→ **TEXT TO READ**
* * *

At NASA, Carlos was responsible for imagery related to the International Space Station, helped integrate the television and photographic systems used by astronauts, and managed public affairs relationships across Europe, Japan, Latin America, and Russia. He also spent two years in Moscow supporting public affairs during the first International Space Station missions.


Beyond NASA, Carlos is a lifelong advocate of photography and visual storytelling. He is a father of two and a proud grandfather.


The Personal Beginning


Before we speak about programs, missions, and historic names, we begin with something more personal.


Carlos, in your youth — what was space to you? What did NASA and Houston represent at that time?


For Carlos, Houston was synonymous with NASA. His first visit to the Johnson Space Center in 1966 came while Apollo was still in development. The first moon landing was not yet history — it was anticipation.


He recalls watching the black-and-white images of Neil Armstrong’s first step and Buzz Aldrin descending onto the lunar surface. It felt surreal — humanity stepping into the unknown.


During the 1970s, while studying in Houston, he continued visiting Johnson Space Center. Initially, his technical understanding was limited. Over time, through exposure and immersion, that understanding deepened — eventually shaping a 34-year career.

* * *

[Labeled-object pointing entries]
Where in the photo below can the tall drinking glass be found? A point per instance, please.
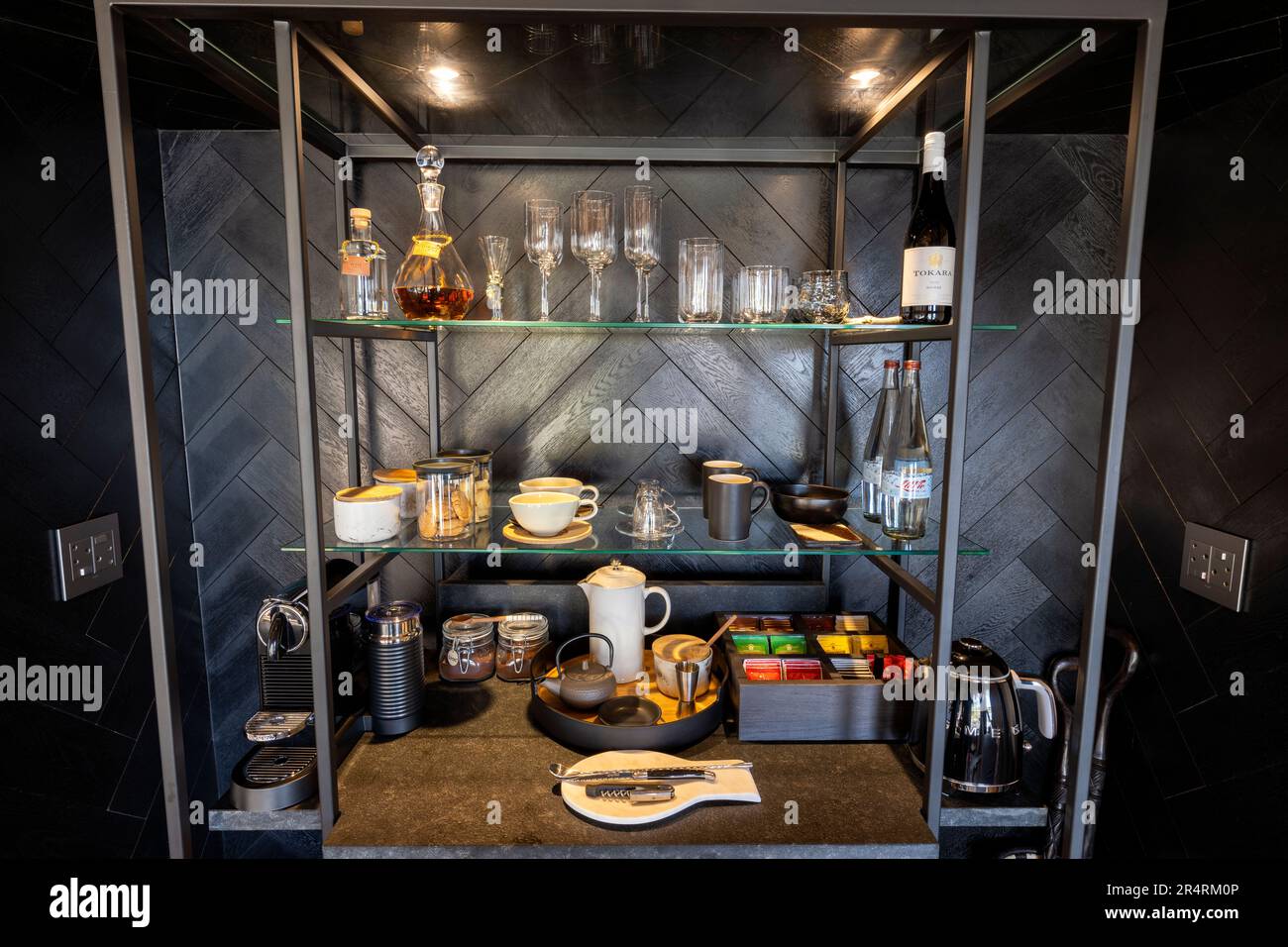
(593, 239)
(542, 241)
(496, 254)
(760, 294)
(700, 279)
(643, 241)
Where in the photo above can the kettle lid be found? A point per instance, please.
(616, 577)
(982, 660)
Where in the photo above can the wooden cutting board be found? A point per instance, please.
(730, 785)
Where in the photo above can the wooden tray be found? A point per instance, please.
(814, 710)
(580, 727)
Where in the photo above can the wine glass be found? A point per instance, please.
(542, 241)
(700, 279)
(643, 241)
(593, 239)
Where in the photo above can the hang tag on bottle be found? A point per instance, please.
(356, 265)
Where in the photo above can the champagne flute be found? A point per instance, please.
(542, 241)
(593, 239)
(643, 241)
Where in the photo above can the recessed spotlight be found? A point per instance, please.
(864, 77)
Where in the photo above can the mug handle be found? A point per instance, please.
(666, 615)
(593, 509)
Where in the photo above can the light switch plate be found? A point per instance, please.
(1215, 565)
(86, 556)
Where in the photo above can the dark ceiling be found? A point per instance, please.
(630, 80)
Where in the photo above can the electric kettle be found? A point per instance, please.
(984, 728)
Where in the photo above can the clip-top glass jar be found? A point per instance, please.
(518, 641)
(468, 648)
(449, 497)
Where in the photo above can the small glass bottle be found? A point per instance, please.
(364, 272)
(432, 282)
(906, 468)
(879, 438)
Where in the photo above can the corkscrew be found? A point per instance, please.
(635, 795)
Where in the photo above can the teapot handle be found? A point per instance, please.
(666, 616)
(578, 638)
(1046, 701)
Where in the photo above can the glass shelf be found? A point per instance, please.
(769, 536)
(327, 326)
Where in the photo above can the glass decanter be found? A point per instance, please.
(364, 272)
(432, 282)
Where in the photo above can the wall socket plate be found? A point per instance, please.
(1215, 565)
(86, 556)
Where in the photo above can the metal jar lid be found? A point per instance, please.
(468, 630)
(523, 630)
(468, 454)
(394, 621)
(436, 467)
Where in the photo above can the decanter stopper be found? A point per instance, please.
(430, 162)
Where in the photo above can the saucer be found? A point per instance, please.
(571, 534)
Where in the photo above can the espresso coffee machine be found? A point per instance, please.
(281, 768)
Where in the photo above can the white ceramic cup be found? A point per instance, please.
(368, 514)
(546, 513)
(561, 484)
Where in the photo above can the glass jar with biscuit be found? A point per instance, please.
(482, 462)
(449, 513)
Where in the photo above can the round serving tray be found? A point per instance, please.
(580, 728)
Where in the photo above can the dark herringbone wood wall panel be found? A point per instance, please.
(1034, 393)
(1210, 346)
(86, 783)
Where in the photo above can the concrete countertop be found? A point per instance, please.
(476, 785)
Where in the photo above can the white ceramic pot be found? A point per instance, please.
(546, 513)
(368, 514)
(669, 651)
(412, 491)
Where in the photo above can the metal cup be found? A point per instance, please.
(687, 674)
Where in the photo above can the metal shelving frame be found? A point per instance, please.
(969, 24)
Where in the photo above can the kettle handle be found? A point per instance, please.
(1046, 701)
(666, 616)
(578, 638)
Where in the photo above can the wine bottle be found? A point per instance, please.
(906, 468)
(930, 247)
(879, 440)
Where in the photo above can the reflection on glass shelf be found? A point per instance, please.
(769, 536)
(502, 325)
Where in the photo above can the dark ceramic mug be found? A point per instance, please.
(730, 508)
(717, 467)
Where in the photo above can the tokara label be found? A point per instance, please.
(909, 483)
(927, 275)
(872, 472)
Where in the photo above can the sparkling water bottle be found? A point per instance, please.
(906, 467)
(879, 438)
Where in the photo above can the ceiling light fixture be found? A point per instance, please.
(864, 77)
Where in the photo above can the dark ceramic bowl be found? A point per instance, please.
(810, 504)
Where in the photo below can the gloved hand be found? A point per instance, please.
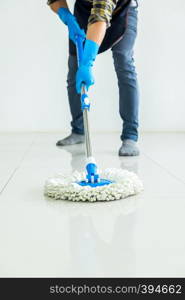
(68, 19)
(84, 74)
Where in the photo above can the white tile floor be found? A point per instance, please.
(138, 236)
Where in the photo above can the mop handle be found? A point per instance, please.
(85, 104)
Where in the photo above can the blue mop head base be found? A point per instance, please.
(93, 178)
(101, 182)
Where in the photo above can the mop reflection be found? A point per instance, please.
(101, 235)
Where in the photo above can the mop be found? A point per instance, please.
(92, 185)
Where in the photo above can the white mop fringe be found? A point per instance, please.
(64, 187)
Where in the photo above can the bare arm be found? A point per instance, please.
(96, 32)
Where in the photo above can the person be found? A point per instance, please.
(104, 24)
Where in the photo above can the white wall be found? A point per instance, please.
(33, 67)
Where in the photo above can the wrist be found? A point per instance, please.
(64, 14)
(90, 52)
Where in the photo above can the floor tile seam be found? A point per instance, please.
(18, 165)
(164, 168)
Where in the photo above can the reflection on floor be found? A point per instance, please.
(138, 236)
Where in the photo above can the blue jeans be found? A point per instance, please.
(127, 83)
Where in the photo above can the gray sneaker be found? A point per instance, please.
(129, 148)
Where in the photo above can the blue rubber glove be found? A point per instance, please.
(84, 74)
(71, 22)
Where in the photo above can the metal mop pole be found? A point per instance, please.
(92, 178)
(84, 101)
(86, 130)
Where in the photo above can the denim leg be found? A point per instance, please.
(74, 98)
(127, 78)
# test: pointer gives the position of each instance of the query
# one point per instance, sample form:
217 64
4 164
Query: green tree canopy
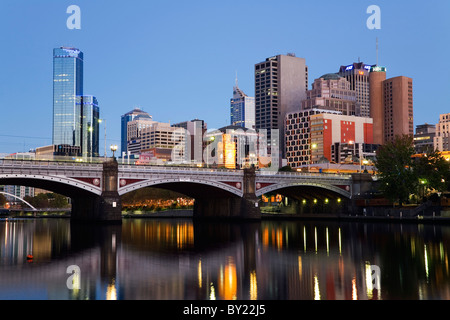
396 169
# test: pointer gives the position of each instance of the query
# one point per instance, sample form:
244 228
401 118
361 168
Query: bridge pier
245 207
104 208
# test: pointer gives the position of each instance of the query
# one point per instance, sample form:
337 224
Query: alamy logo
73 281
375 275
74 20
374 21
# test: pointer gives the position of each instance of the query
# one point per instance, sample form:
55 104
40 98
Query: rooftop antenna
377 50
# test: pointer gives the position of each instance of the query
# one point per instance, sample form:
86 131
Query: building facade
280 87
357 74
332 92
339 138
67 85
391 105
298 136
242 109
424 138
127 117
442 138
89 125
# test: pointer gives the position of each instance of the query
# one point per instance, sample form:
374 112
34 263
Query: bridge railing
175 169
305 174
10 163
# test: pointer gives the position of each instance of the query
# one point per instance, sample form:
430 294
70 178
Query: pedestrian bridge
95 188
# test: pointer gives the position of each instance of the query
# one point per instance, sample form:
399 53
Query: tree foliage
401 174
395 168
2 200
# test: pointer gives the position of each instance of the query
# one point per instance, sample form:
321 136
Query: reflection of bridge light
111 293
228 281
340 248
212 292
316 288
199 273
354 290
253 286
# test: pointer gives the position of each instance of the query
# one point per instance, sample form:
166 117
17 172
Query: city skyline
160 57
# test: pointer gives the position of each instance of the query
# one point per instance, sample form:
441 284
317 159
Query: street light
100 121
113 149
313 146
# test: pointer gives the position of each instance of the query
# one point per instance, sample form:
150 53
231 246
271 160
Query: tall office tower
398 107
357 74
442 138
89 125
242 109
338 137
423 139
127 117
298 136
331 92
376 77
280 87
391 105
67 85
194 133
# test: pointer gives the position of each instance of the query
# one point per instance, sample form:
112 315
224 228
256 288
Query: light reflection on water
181 259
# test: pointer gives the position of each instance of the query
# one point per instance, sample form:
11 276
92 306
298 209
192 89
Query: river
177 259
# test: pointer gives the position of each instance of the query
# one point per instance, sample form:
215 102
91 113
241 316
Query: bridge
96 188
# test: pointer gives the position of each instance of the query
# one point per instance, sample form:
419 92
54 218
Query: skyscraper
332 92
391 105
442 138
242 109
89 125
67 85
376 77
357 74
280 86
127 117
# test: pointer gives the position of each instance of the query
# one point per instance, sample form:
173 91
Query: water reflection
182 259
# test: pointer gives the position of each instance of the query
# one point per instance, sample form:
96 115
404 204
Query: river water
174 259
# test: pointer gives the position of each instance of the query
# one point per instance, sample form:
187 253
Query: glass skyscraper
242 109
67 85
127 117
89 129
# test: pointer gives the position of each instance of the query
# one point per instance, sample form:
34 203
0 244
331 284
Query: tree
2 200
396 169
432 170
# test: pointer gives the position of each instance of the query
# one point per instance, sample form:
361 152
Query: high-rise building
127 117
376 77
423 139
280 87
194 138
298 136
337 137
398 107
357 74
242 109
442 138
391 105
331 92
89 125
67 85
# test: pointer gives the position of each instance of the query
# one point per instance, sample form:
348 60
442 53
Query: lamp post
100 121
113 149
313 146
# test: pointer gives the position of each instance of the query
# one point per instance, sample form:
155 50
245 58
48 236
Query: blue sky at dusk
177 60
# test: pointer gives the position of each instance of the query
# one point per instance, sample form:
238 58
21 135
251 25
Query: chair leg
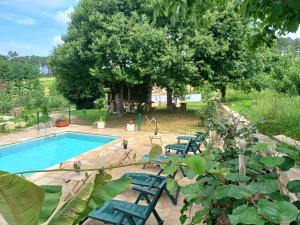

* * *

→ **EXERCISE SET**
- A) Answer these from the interview text about Carlos's NASA career:
(i) How many years did Carlos spend in Moscow?
(ii) In what year did he first visit the Johnson Space Center?
(iii) How long was the career that his understanding eventually shaped?
- B) Find every line in the records that contains the string "ceiling", treating uppercase and lowercase as different, and copy each one.

→ **ANSWERS FOR THE TASKS**
- A)
(i) Two years
(ii) 1966
(iii) 34 years

- B)
Where in the photo above can the dark ceiling be found? A point per instance, please.
Where in the photo above can the ceiling light fixture be found? A point per instance, please.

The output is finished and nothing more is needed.